Given the listing below, reproduce all of it exactly.
>>
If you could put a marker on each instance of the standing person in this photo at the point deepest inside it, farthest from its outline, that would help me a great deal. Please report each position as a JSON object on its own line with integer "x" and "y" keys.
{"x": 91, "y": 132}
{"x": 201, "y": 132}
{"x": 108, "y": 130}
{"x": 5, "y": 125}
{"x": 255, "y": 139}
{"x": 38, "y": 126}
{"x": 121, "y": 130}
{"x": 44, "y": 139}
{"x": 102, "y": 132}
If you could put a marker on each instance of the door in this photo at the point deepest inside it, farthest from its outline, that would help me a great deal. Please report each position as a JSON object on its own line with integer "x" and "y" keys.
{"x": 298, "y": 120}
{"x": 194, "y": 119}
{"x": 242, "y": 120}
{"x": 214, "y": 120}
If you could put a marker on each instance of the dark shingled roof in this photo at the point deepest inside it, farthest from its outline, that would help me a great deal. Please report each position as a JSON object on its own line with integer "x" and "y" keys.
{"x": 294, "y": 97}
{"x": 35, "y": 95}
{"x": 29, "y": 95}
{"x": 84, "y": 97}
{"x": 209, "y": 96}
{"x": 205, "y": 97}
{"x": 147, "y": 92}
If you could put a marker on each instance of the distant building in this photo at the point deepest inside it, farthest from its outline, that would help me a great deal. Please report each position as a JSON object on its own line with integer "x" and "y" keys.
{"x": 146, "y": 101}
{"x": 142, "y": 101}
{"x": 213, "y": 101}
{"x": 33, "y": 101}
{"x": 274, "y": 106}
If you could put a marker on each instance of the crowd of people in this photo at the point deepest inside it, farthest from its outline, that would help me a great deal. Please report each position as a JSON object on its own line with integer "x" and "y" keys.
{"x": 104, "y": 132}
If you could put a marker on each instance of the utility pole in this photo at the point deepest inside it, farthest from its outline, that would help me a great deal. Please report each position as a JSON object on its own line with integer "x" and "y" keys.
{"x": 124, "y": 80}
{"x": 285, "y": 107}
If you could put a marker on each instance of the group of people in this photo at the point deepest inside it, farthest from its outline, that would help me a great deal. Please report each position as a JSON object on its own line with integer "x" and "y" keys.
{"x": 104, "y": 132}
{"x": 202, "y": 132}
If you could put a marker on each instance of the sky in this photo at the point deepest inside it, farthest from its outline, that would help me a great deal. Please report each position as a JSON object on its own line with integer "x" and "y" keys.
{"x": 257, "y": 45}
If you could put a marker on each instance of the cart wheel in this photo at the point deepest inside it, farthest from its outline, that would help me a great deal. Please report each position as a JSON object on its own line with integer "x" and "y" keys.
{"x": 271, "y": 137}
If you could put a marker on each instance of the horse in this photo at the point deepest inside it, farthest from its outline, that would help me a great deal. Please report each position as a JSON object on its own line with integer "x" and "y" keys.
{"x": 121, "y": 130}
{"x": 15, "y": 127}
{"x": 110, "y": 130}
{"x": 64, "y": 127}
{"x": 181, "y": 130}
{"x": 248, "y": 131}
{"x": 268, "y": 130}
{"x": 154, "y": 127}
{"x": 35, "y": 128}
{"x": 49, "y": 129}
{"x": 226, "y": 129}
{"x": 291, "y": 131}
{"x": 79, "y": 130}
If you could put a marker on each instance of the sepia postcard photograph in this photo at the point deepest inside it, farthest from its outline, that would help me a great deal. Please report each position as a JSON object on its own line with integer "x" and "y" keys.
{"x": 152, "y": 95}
<<
• _Worked solution_
If you could put a marker on each instance of the standing person in this photo at the point deepest inside it, farthest from its outline, that would help me a great deal. Please report each position as a JSON object on its own line with integer "x" and "y" keys.
{"x": 91, "y": 132}
{"x": 201, "y": 132}
{"x": 108, "y": 130}
{"x": 5, "y": 125}
{"x": 255, "y": 139}
{"x": 38, "y": 126}
{"x": 121, "y": 130}
{"x": 44, "y": 139}
{"x": 102, "y": 132}
If you could put a marker on each instance of the door in this photo at the point deepest inside it, farthest from its outline, that would help me a great deal. Please report each position as a JSON object on its own line with integer "x" and "y" keys.
{"x": 298, "y": 120}
{"x": 194, "y": 119}
{"x": 242, "y": 120}
{"x": 214, "y": 120}
If you could put a marker on each instance of the dark shingled roof in this photo at the point deepest inside it, farthest from its outline, that would help me a great deal. Please report each position as a JSON object on its own line with integer "x" and "y" keys.
{"x": 294, "y": 97}
{"x": 35, "y": 95}
{"x": 29, "y": 95}
{"x": 84, "y": 97}
{"x": 209, "y": 96}
{"x": 205, "y": 97}
{"x": 147, "y": 92}
If you could put a marker on each instance of the distant building in this photo at the point deepest inside it, farthest from its outline, that would help me a great deal. Please report each position as a JSON object on its own line with integer "x" and "y" keys.
{"x": 146, "y": 101}
{"x": 142, "y": 101}
{"x": 213, "y": 101}
{"x": 33, "y": 101}
{"x": 274, "y": 106}
If you could put a marker on each instance of the crowd of people in this photo at the point deepest inside it, farthest from its outline, that would help me a great deal. Please report each position as a JSON object on its own line with integer "x" and "y" keys.
{"x": 104, "y": 132}
If you could put a marker on each instance of the utility pole in this photo at the point deepest inside it, farthest from its outline, that would help me a great deal. Please report each position as a JSON object on its own line with integer "x" and "y" keys.
{"x": 124, "y": 80}
{"x": 285, "y": 107}
If you could put a marker on each instance of the group of people in this photo at the point deepest inside it, farthest from its outline, that would help me a great deal. Please report each position as a JSON object on its own line with integer "x" and "y" keys.
{"x": 104, "y": 132}
{"x": 202, "y": 132}
If you could put a marker on each instance of the sky in this photo at the point deepest inside it, farthest from its outline, that would help me a great deal. Please report each position as a JSON object on its own line with integer "x" and "y" keys.
{"x": 257, "y": 45}
If you could put a marker on each instance of the cart wheel in this photo at the point deepest inside it, farthest from its outline, that would help me a great deal. Please report each position as a JSON object on its own line with integer "x" and "y" keys.
{"x": 271, "y": 137}
If you could put a marker on each instance of the horse in this photo at the point deepest inside it, farthest from its outline, that would help me a great deal. Please report each position as a JSON object on its own line with integer "x" and "y" keys.
{"x": 121, "y": 130}
{"x": 15, "y": 127}
{"x": 110, "y": 130}
{"x": 64, "y": 127}
{"x": 181, "y": 130}
{"x": 248, "y": 131}
{"x": 268, "y": 130}
{"x": 154, "y": 127}
{"x": 35, "y": 128}
{"x": 49, "y": 129}
{"x": 226, "y": 129}
{"x": 291, "y": 131}
{"x": 79, "y": 130}
If you could put a marker on each instance of the sepia postcard photograph in this photo at the point deepest inside it, farthest from its outline, that would help me a great deal. Please report each position as a JSON object on its own line with integer "x" and "y" keys.
{"x": 152, "y": 95}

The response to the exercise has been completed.